> _Records shown_:
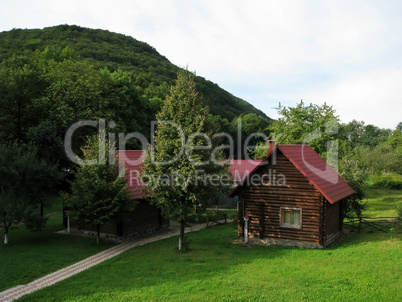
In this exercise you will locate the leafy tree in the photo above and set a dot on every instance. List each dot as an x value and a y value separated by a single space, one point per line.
353 171
179 173
20 84
26 181
253 128
306 124
98 193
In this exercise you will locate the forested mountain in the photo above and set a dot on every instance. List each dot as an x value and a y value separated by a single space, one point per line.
104 49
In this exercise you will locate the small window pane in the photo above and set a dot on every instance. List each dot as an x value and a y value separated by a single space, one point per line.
286 217
296 217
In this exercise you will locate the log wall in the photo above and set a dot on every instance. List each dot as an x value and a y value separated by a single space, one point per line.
262 202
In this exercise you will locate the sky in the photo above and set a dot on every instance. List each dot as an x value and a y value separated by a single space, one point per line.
347 53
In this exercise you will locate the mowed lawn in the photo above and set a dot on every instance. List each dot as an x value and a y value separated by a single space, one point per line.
31 255
362 267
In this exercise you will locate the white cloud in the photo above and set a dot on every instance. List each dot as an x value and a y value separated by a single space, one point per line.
374 97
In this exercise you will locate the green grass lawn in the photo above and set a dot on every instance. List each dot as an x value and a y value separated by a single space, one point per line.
31 255
362 267
382 202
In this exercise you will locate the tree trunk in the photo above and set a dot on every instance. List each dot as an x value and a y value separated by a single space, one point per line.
181 237
98 234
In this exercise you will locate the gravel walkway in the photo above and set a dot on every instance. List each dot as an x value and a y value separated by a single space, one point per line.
21 290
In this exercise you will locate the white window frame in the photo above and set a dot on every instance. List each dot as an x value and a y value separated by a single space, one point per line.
289 225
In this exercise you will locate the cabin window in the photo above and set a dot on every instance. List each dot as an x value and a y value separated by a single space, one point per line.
290 217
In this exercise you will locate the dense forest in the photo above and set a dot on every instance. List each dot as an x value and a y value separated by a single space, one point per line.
54 77
101 49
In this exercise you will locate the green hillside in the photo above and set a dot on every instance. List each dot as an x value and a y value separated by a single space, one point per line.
153 72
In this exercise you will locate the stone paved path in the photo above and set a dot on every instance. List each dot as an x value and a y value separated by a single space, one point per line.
21 290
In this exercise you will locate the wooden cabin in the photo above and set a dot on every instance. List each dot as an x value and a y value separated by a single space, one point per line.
292 197
144 219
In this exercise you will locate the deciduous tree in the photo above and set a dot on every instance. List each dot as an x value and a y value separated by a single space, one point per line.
182 163
26 181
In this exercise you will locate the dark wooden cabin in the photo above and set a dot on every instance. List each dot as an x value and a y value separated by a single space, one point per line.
292 197
144 219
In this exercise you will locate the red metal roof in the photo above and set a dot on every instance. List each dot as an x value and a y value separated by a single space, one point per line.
132 162
315 169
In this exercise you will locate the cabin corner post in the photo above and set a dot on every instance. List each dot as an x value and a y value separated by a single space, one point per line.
323 229
240 216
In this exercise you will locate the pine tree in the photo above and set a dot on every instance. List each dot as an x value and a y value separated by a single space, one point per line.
98 193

> _What is expected_:
Convert every line of the rows above into a JSON array of strings, one string per line, skipping blank lines and omitting the pictures.

> _Answer for this exercise_:
[
  "In this exercise you will locate the leafy tree in the photo above and set a dot on every instance. List each dot as an x value and a y value separated by a single space, one point per line.",
  "353 171",
  "179 173",
  "20 84",
  "26 181",
  "253 128",
  "306 124",
  "98 193",
  "In this exercise you will locate the forested mountain in the photo above and set a dot on every instance. List each dot as an x value and a y value separated by a single space, one point per line.",
  "104 49",
  "In this exercise you will locate the small window pane in the photo above and set a dot on every instance. List each dot as an x value and a y value separated by a single space, one point per line.",
  "286 217",
  "296 217",
  "In this exercise you will locate the log wall in the photo above and set a dot on every instance. List each dot as an x value and a y value separated by a single space, one point per line.",
  "262 202",
  "In this exercise you will locate the sky in the photo above and set a dot on every instance. List each dot as an x value and a y value separated by a single space, one point per line.",
  "347 53",
  "In this exercise you will locate the mowed lawn in the photo above and set a dot on every instance. List each dot as an x value and a y value separated by a single space, one point per line.",
  "31 255",
  "362 267",
  "In this exercise you will locate the white cloud in the photo above and set a dot on every instance. List each dot as an x value and a y value separated by a single space, one point per line.",
  "374 97",
  "In this exercise you will locate the green grass lawn in the photo above and set a dot on every instance. List each dot as an x value and a y value separated by a single space, one point per line.",
  "31 255",
  "362 267",
  "382 202",
  "In this exercise you will locate the tree trunk in the photo above and set a dot on every instance. List each dot as an x value and a y value separated by a single space, one point per line.",
  "181 237",
  "98 234",
  "In this exercise you will locate the gravel walkway in the photo above and set a dot on every instance. List each dot as an x value and a y value separated by a single space, one point per line.",
  "21 290",
  "In this exercise you will locate the white window frame in the photo above and set a dot on every instance. List each dot as an x value and a y value separated by a single space, one point per line.",
  "289 225",
  "In this exercise you will locate the cabin window in the photo above and set a dot on every instance. List each dot as an x value and a y value separated by a single space, one point per line.",
  "290 217",
  "In this exercise you will locate the dense forest in the photo above and set a dot on every instance. List each dot as an x value and a y value separated by a single space, one point per line.",
  "54 77",
  "101 49",
  "In this exercise you will locate the green hillside in the photo above and set a dot on every instance. List each dot as an x value and a y value separated by a single space, one point per line.",
  "153 72",
  "In this exercise you will locate the stone paved path in the photo above and set a dot on every instance. List each dot as an x value and a y value separated by a single space, one point per line.",
  "21 290",
  "In this exercise you will locate the wooden cabin in the photo above and set a dot on every instance. List each dot as an x value and a y value separated by a single space, one point per line.",
  "292 197",
  "144 219",
  "In this exercise you will locate the deciduous tree in the photo above and set a dot on every instance. List each dot as an x value and a y value separated by a single space, one point per line.",
  "182 163",
  "26 181",
  "In this exercise you will locate the dark wooden cabin in the photo above and set a dot on every instance. List each dot as an x value and a y value separated by a single space, one point per line.",
  "292 197",
  "144 219",
  "In this exercise you will locate the red metal roof in the photo above and set a dot on every instance. List each dot as an x value and a y value separated by a single space, one point per line.",
  "132 162",
  "315 169",
  "In this exercise you will locate the cabin corner post in the photo above and set a dot on every instance. List each dot as an x value and a y value separated by a single space, one point per line.",
  "323 229",
  "240 216",
  "In this exercise you will locate the pine tree in the photo above and set a dot on every instance. List each dot as an x value and a y value separated by a single space, one point per line.",
  "98 193"
]